**SUPPLIED MATERIAL:**
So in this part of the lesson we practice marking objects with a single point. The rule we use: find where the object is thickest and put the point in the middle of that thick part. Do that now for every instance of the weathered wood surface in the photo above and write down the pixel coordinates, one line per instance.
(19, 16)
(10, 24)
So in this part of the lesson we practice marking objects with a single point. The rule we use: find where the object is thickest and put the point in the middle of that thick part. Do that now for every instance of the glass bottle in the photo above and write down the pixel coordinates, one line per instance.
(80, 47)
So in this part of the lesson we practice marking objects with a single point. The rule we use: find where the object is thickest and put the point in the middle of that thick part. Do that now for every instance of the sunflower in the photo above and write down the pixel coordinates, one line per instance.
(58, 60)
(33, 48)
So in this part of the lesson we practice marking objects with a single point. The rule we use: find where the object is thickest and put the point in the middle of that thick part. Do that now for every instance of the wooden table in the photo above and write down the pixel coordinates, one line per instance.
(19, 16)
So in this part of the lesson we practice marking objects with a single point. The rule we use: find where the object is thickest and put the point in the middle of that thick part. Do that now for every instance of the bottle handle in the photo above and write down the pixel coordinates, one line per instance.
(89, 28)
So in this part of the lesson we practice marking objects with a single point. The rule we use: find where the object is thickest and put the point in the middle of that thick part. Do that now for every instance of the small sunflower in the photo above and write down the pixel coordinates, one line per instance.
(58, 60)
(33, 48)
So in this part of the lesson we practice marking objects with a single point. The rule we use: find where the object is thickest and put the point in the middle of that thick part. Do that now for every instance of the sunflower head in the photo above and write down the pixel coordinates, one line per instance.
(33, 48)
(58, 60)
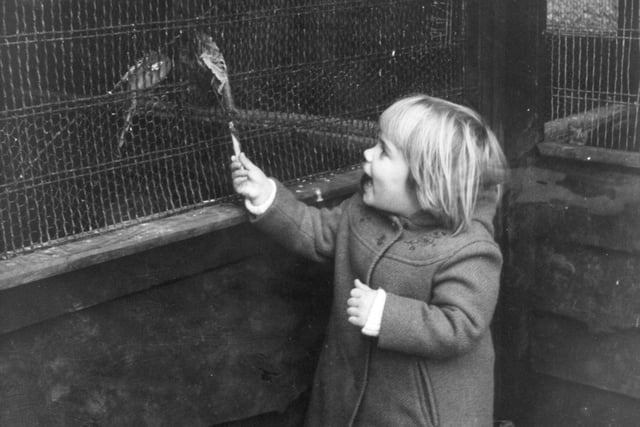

**WHAT TO PRODUCE:** Return each entry exactly as it appears above, but exclude the pictures.

**RESULT OF THIS TASK:**
So in this part of the lesson we practice marking objects with a single point. The rule we use: find where the object is thickest and put the point in the middle of that thick part. Do that now for every instance of the weathered wood surface in the photo above and write down the pixel coordinates, one line per instance.
(19, 16)
(10, 24)
So in this part of the lesson we practice marking objects with a single point. The rule we use: find where the object is thickest and put the point in the middle of that thick part. Do that now for every instance of the glass bottle in the photo above and write down the pixel coordinates, one line per instance.
(80, 47)
So in this part of the lesson we practice marking objects with a single point. The rule we use: find where the object is thickest and put the point in the middle of that thick part. Do that now for every instance of the sunflower in the photo above and write down the pixel coordinates, one line per instance.
(58, 60)
(33, 48)
So in this part of the lesson we practice marking objects with a single point. The rule we use: find where the object is thickest and put the point in the middle of that thick part. Do that now for every instance of the wooden table in the photo above and write down the pixel coordinates, one line per instance.
(19, 16)
So in this part of the lesson we practice marking objects with a single point. The rule we use: find where the object is thickest and put the point in the middle of that thick part. Do that now for every instance of the bottle handle in the photo above and write down the pixel coordinates, one line per instance.
(89, 28)
So in this part of the lesson we practice marking objects with a single point. The rule we use: find where the object is thickest and put the point in the middle of that thick part. Do that now for every instance of the small sunflower in the photo above and write down the pixel coordinates, one line per instance.
(58, 60)
(33, 48)
So in this part of the lesson we practice marking objects with a single point. The rule we use: find where the object is thickest and put the point in the middle of that thick part. Do that now for every instance of the sunflower head in the photo above and write down the pixel coordinates, one line per instance.
(33, 48)
(58, 60)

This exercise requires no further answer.